◆ **本文**:
健保ニュース
健保ニュース 2022年7月中旬号
柔整療養費の長期・頻回患者
償還払いへの変更を要請
保険局長に要請書手交
健保連の佐野雅宏副会長は6月22日、厚生労働省の濵谷浩樹保険局長を訪ね、柔道整復療養費の不正対策に関する要請書を手交した。要請書は長期・頻回の施術を受けている患者を償還払いに変更することなど3項目の実施を求めている。濵谷保険局長は、今回の要請に対し、実態調査を進め、データを解析するなど次回改定に向けて検討する方針を明らかにした。
柔整療養費については、受領委任制度を悪用した水増しや架空など不正請求が横行。多部位・長期・頻回施術や部位転がしなど不適切な受療をする患者が常態化しているため、健保連では不正対策を強化するよう求めてきたが、実効性のある対策は実施されてこなかった。
今年5月に開催された社会保障審議会医療保険部会柔道整復療養費検討専門委員会においては、患者ごとに、償還払いに変更できる仕組みの導入が決定されたものの、これまでその患者の類型として検討されてきた「非常に長期にわたり、かつ、非常に頻度が高い施術を受けている患者」については、今回の対象からは外れ、引き続き検討することとなった。こうした状況などを踏まえ、健保連では要請書を濵谷保険局長に手交することとなった。
佐野副会長は、要請書の手交に際し、①長期施術・頻回施術等のデータ分析を行い、令和6年改定において対象とすべき患者を検証し事例を追加する②明細書の義務化は、レセコンを導入している全ての施術所を義務化するなど対象の拡大を行う③6年度改定において、保険者単位の償還払いへの変更についても検討し、結論を得ることを確実に実行する─の3点を求めた。
要請に対し、濵谷保険局長は、施術における実態調査を進め、そこで得られたデータを解析しながら、次回改定に向けて検討を進めていく方針を明らかにした。また合わせて、施術所の療養費支給申請におけるオンライン化のシステムの導入についても、取り組む意向を示した。(今回、濵谷保険局長に提出した要請書は以下のとおり)
柔道整復療養費の不正対策に関する要請
日頃より、本会の事業運営につきまして、格別のご高配を賜り厚く御礼申し上げます。

◆ **演習課題**:
a. 次の(i)〜(iii)が柔整療養費の記事の内容と合うかどうかを「はい」か「いいえ」で答え、判断の決め手となる記事中の語句を正確に引用せよ。(i) 佐野副会長は6月22日に濵谷保険局長を訪ね、要請書を手交した。(ii) 今年5月の専門委員会では、非常に長期かつ非常に頻度が高い施術を受けている患者も、償還払いに変更する対象とすることが決まった。(iii) 濵谷保険局長は、療養費支給申請のオンライン化のシステム導入にも取り組む意向を示した。
b. 柔整療養費の記事を2文で要約せよ。
c. 柔整療養費の記事の続きを、最後の文の後から書き進めてください。

◆ **対象データ**:
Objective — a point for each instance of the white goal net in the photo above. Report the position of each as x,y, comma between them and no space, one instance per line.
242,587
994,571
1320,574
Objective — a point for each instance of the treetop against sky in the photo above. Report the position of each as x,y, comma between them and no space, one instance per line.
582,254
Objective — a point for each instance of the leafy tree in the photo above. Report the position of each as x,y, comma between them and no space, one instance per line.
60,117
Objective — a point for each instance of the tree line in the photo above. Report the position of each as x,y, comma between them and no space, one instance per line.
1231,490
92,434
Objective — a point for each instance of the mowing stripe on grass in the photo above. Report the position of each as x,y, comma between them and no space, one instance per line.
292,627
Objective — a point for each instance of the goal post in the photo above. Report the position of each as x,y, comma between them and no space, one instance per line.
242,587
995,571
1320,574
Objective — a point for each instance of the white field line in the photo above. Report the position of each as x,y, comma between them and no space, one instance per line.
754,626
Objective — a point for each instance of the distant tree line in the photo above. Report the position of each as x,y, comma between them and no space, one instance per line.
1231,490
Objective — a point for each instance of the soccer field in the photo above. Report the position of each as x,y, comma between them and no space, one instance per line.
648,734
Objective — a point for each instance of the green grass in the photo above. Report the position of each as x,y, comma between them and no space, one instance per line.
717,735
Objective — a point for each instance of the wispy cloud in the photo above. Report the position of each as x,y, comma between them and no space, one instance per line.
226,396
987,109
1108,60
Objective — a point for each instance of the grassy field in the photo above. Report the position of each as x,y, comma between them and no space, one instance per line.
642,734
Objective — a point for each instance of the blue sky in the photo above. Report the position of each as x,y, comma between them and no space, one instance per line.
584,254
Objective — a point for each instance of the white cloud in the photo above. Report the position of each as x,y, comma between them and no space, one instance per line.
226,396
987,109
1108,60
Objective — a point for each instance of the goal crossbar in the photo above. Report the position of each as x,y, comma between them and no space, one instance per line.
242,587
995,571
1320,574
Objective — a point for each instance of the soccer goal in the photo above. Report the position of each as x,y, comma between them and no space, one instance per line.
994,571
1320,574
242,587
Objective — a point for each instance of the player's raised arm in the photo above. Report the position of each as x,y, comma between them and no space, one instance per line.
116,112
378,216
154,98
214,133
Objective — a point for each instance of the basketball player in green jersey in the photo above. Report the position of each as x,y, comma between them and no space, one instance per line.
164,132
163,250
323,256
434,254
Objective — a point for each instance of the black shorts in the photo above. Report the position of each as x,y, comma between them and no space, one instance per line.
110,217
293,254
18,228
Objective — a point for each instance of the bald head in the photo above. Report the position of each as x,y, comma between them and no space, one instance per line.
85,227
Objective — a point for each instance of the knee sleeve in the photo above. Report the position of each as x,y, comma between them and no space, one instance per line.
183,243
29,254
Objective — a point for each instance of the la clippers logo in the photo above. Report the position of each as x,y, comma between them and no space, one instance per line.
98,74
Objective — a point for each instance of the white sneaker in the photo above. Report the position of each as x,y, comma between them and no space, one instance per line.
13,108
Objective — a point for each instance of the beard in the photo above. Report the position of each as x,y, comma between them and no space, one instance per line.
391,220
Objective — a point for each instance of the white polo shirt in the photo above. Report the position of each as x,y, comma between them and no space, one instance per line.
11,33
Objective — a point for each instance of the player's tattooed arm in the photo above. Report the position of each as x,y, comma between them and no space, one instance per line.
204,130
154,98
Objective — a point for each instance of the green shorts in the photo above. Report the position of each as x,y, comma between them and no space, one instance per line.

◆ **演習の解答**:
a.
(i) はい。「健保連の佐野雅宏副会長は6月22日、厚生労働省の濵谷浩樹保険局長を訪ね、柔道整復療養費の不正対策に関する要請書を手交した。」
(ii) いいえ。「今回の対象からは外れ、引き続き検討することとなった」
(iii) はい。「施術所の療養費支給申請におけるオンライン化のシステムの導入についても、取り組む意向を示した」

b. 健保連の佐野雅宏副会長は6月22日、長期・頻回の施術を受けている患者を償還払いに変更することなど3項目の実施を求める要請書を、厚生労働省の濵谷浩樹保険局長に手交した。濵谷保険局長は、実態調査を進めてデータを解析するなど、次回改定に向けて検討する方針を明らかにした。

c.
今般、5月6日開催の社会保障審議会・柔道整復療養費検討専門委員会(以下、検討専門委員会)において、標記不正対策等について一定の決定が行われました。
当該不正対策については、平成28年より検討専門委員会で審議されてきましたが、遅々として進まない状況に鑑み、令和2年に本会より「保険者ごとに償還払いとする手続き」の策定を提言した経緯があります。その後、貴省のご尽力により、▽患者ごとに償還払いとする仕組み▽明細書の義務化▽療養費を施術管理者に確実に支払う仕組み─の3項目を最優先に検討されて参りました。
しかしながら、 「患者ごとに償還払いとする仕組み」においては、保険者全体の共通課題として認識されていた長期・頻回施術の患者が対象事例とされなかったこと、「明細書の義務化」においては、義務化と言うには対象があまりにも僅少となること(現行施術所の数%規模と言われる)など、保険者の期待からほど遠い内容となったことは誠に遺憾であります。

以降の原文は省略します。